Natural language region descriptions
☆ ☆ ☆ ☆ ☆
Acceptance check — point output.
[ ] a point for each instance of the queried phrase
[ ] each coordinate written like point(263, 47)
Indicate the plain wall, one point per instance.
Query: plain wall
☆ ☆ ☆ ☆ ☆
What you should do
From the data above, extract every line in its exact form.

Written solution
Acceptance check — point output.
[ ] a point for each instance of the queried phrase
[ ] each coordinate written like point(263, 47)
Indicate the plain wall, one point per instance.
Query: plain wall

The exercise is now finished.